• Objective: Print the records below word for word, leaving out the pictures.

===

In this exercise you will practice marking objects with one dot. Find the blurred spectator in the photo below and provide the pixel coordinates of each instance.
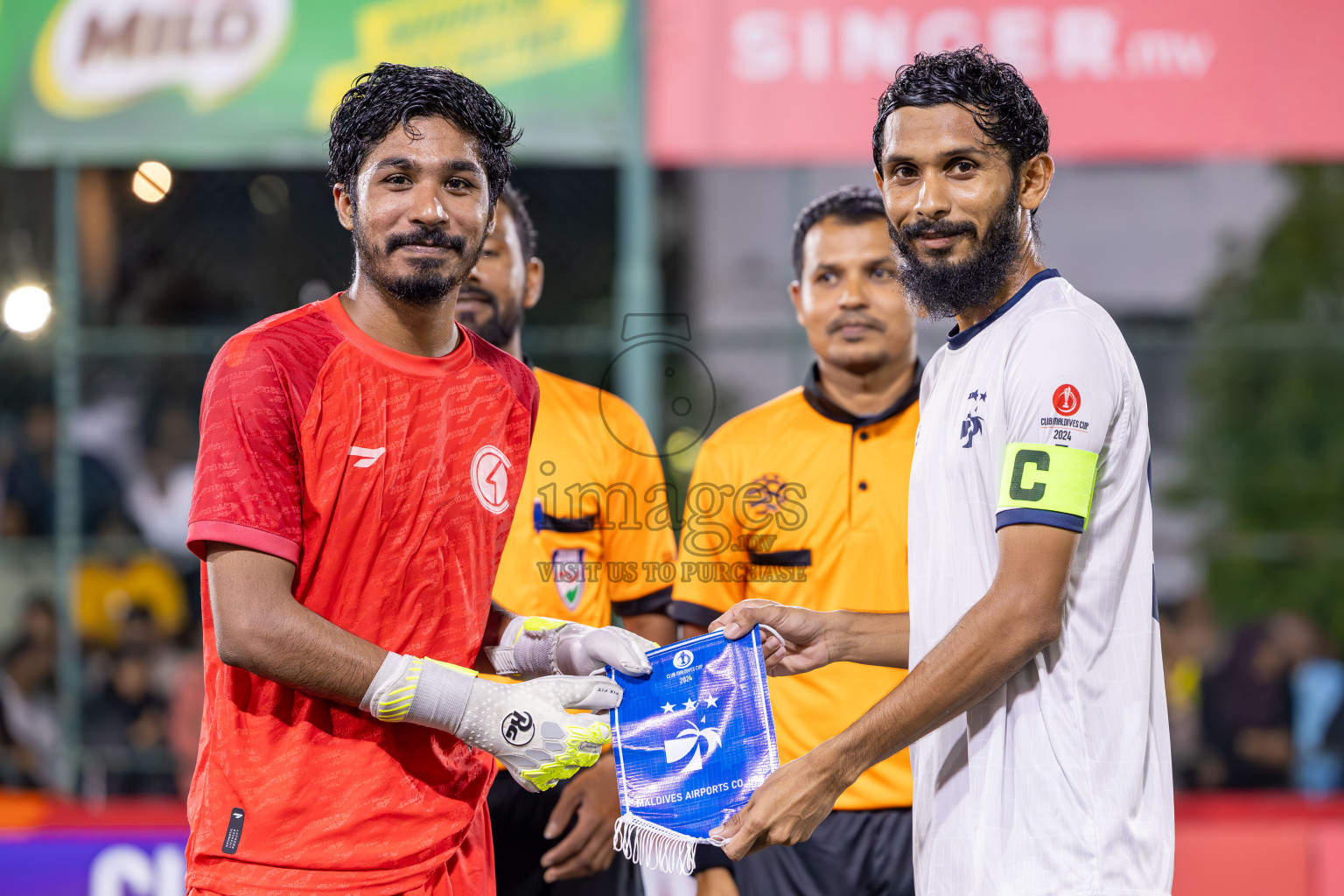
(159, 494)
(30, 508)
(39, 621)
(1248, 712)
(1316, 685)
(1190, 640)
(27, 707)
(187, 703)
(125, 728)
(108, 589)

===

• Task solution:
In this exercise you will practice marking objects with one dot. Find the blurred spectator in the photo below and provide the pixel coordinates of each instance.
(159, 494)
(30, 508)
(39, 621)
(1248, 712)
(1316, 685)
(1190, 640)
(27, 707)
(187, 703)
(125, 728)
(108, 589)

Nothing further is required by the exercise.